■ Task requirements
Word for word, restate all of the entries.

(Source records)
......

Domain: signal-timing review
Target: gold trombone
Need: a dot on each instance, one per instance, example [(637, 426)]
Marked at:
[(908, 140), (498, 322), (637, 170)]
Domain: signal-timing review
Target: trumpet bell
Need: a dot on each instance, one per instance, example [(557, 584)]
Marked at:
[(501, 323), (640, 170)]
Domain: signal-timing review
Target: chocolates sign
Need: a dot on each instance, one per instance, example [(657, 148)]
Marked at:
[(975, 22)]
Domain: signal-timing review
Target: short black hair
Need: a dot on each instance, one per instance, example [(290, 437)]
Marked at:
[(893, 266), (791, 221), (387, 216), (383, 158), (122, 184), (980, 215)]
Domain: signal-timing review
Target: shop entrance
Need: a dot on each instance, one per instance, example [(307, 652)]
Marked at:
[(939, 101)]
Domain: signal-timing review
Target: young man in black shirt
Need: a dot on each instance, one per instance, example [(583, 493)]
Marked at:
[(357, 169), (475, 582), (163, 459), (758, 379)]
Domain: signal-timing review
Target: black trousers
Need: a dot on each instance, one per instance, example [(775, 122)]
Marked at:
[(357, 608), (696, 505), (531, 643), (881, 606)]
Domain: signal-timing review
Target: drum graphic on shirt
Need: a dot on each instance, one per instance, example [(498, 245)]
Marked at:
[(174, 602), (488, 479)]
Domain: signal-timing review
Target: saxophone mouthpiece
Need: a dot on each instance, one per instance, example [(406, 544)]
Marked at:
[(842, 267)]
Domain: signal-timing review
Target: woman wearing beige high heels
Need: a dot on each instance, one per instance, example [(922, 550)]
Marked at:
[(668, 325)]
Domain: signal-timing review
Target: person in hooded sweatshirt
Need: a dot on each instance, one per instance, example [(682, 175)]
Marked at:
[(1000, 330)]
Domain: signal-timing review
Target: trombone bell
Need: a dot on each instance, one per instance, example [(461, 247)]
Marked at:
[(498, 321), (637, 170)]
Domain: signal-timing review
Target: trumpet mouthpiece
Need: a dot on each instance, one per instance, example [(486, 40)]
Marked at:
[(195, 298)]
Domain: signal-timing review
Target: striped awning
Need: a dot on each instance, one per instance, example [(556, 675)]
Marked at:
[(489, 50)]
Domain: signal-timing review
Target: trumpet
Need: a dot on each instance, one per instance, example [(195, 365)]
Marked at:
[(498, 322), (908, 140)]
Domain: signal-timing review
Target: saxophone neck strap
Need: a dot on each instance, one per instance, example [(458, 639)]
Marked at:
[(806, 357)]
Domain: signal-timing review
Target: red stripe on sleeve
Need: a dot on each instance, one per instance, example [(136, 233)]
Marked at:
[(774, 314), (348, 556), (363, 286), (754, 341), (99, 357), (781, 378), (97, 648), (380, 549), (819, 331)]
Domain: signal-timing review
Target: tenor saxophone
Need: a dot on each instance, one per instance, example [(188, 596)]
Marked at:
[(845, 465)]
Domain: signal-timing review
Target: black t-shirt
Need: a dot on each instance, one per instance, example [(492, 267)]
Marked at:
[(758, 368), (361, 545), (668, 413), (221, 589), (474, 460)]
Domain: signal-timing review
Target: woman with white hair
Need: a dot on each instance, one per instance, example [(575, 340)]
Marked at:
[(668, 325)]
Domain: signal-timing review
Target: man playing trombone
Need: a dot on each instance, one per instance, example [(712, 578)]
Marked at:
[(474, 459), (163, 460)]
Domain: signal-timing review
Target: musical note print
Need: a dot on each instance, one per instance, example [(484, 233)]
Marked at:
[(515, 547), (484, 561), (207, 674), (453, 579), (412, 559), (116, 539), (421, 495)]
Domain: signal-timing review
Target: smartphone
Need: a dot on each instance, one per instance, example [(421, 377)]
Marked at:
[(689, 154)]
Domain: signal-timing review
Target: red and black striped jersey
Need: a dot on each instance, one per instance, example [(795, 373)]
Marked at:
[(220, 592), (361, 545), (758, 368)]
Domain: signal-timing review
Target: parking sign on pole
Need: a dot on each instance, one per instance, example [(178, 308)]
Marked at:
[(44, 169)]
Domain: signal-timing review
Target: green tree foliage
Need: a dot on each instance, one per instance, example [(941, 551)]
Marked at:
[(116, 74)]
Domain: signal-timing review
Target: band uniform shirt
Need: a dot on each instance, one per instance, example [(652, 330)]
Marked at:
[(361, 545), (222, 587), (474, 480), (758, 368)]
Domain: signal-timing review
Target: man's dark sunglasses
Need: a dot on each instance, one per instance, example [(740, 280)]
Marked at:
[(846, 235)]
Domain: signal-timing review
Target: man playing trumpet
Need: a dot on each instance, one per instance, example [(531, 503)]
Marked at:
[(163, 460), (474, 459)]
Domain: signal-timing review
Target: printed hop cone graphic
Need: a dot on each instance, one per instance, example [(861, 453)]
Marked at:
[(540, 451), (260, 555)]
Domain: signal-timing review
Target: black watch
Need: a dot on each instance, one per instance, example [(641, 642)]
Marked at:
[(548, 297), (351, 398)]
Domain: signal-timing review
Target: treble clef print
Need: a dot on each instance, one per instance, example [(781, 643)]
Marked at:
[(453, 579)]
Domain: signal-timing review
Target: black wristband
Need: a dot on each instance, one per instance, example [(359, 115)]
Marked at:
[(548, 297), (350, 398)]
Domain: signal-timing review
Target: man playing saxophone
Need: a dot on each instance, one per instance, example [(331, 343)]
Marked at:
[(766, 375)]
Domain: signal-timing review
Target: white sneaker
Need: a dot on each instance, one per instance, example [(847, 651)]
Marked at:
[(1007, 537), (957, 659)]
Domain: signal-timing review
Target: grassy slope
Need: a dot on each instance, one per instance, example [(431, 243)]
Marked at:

......

■ Exercise output
Domain: signal-timing review
Target: gold trombone
Need: a dot on each instance, one per instance, example [(637, 426)]
Marked at:
[(908, 140), (498, 322), (637, 170)]
Domain: signal-timing review
Target: trumpet bell
Need: a dot on each instance, one per instance, example [(557, 584)]
Marked at:
[(501, 323), (640, 170)]
Domain: signal-timing review
Target: chocolates sign
Need: a dot on each instance, one per instance, example [(657, 148)]
Marked at:
[(975, 22)]
Domain: signal-timing review
Target: short black hair
Need: a dot on each instance, one per instance, example [(290, 437)]
Marked at:
[(893, 266), (791, 221), (387, 216), (383, 158), (122, 184), (980, 215)]
Domain: signal-timing review
Target: shop entrance
Need: a dot on each instance, one per instance, example [(307, 652)]
Marked at:
[(939, 101)]
Domain: signal-timing review
Target: young man in black shirt
Need: a dot on each instance, one per instance, example [(583, 493)]
Marked at:
[(357, 169), (475, 582), (163, 459), (758, 379)]
Domain: signal-timing review
Target: black trousers
Need: a dot on each instance, one per instance, example [(775, 122)]
Marked at:
[(357, 608), (696, 505), (531, 643), (881, 606)]
Domain: signal-timing review
Target: drum graphic on shirt
Need: a dot on each instance, one per instance, example [(498, 245)]
Marked at:
[(174, 602), (488, 479)]
Domain: signal-timing review
Target: saxophone mouthpiece
Need: a dot on each instance, one per instance, example [(406, 544)]
Marked at:
[(842, 267)]
Domain: signal-timing review
Target: woman wearing beige high heels
Need: a dot on each instance, one per instance, example [(922, 550)]
Marked at:
[(668, 325)]
Domain: signal-timing review
Target: person in hooded sweatshirt
Need: a dot on each instance, one per instance, example [(682, 175)]
Marked at:
[(1000, 330)]
Domain: signal-timing review
Target: trombone bell
Need: a dot on each instance, one per instance, example [(461, 247)]
Marked at:
[(498, 321), (637, 170)]
Domain: signal-timing review
Target: trumpet mouthpiece
Need: a dot on each instance, one per instance, example [(486, 40)]
Marked at:
[(195, 298)]
Domain: signal-timing review
Target: striped awning
Need: a dot on each instance, one per instance, example [(556, 675)]
Marked at:
[(489, 50)]
Domain: signal-timing review
Target: trumpet
Need: a dot on each instance, one per instance, example [(195, 365)]
Marked at:
[(498, 322), (908, 140)]
Domain: signal-timing review
Target: saxophone neck strap
Need: a dot on each instance, one per instance, example [(458, 639)]
Marked at:
[(806, 357)]
Domain: signal-timing review
Target: red stripe on sleeve
Need: a dot on each instance, one per instance, example [(136, 233)]
Marked at:
[(774, 314), (348, 556), (363, 286), (754, 341), (99, 357), (781, 378), (97, 648), (380, 549), (819, 331)]
Domain: signal-timing review
Target: tenor saxophone
Need: a dot on each instance, one per instance, example [(188, 596)]
Marked at:
[(845, 465)]
Domain: signal-timing review
Target: black t-shirt
Need: a dot on each instance, one per instance, example [(492, 267)]
Marked at:
[(758, 368), (361, 545), (668, 413), (221, 589), (474, 460)]
Domain: signal-timing review
Target: woman with white hair
Need: a dot on each instance, one per instance, example [(575, 340)]
Marked at:
[(668, 325)]
Domain: signal-timing review
Target: man playing trombone
Need: a dot on each instance, one per instance, example [(712, 578)]
Marked at:
[(474, 459), (163, 460)]
Domain: signal-timing review
Target: musical note print
Need: a dot on each instance, one per instance, example [(484, 233)]
Marked at:
[(515, 547), (484, 561), (207, 674), (453, 579), (412, 559), (116, 539), (421, 495)]
Domain: signal-timing review
Target: smartphone
Need: a dot on each instance, one per instance, example [(421, 377)]
Marked at:
[(689, 154)]
Domain: signal-timing review
Target: red and black striped jersey
Need: a dot on each instance, one per instance, example [(795, 373)]
Marked at:
[(220, 592), (361, 545), (758, 368)]
Domain: signal-timing review
Target: parking sign on pole
Need: a dot on each instance, one per instance, example [(178, 308)]
Marked at:
[(44, 169)]
Domain: signal-timing review
Target: green tree foliage
Need: a dot on each instance, one per instance, example [(941, 551)]
Marked at:
[(116, 74)]
Domain: signal-timing review
Target: band uniform shirt
Need: a dot on each instance, one per instance, example [(652, 330)]
Marked at:
[(361, 545), (222, 587), (474, 480), (758, 368)]
Domain: signal-timing review
Target: man's dark sunglasses
Need: a dot on each instance, one per instance, example [(740, 280)]
Marked at:
[(846, 235)]
Domain: signal-timing review
Target: man playing trumpet
Need: a dot on each instance, one per instance, example [(531, 503)]
Marked at:
[(163, 460), (474, 459)]
Domain: signal-timing review
Target: printed hop cone graphic
Need: a dot on each instance, one per instance, example [(861, 453)]
Marked at:
[(540, 451), (260, 555)]
Domain: signal-timing review
Target: black watch
Need: a dot on each instance, one per instance, example [(641, 642)]
Marked at:
[(548, 297), (351, 398)]
Domain: signal-timing review
Target: treble clef print
Need: a dot on each instance, one per instance, example [(781, 643)]
Marked at:
[(453, 579)]
Domain: signal-timing review
Target: black wristband
Need: a dot on each instance, one per instance, example [(359, 115)]
Marked at:
[(548, 297), (350, 398)]
Domain: signal-timing review
Target: man playing saxophone
Need: a dot on each instance, one per instance, example [(331, 343)]
Marked at:
[(766, 375)]
Domain: signal-timing review
Target: white sneaker
Need: a dot on each instance, one per instance, example [(847, 651)]
Marked at:
[(1007, 537), (957, 659)]
Domain: signal-timing review
Target: grassy slope
Need: a dot on each instance, one per instance, example [(431, 243)]
Marked at:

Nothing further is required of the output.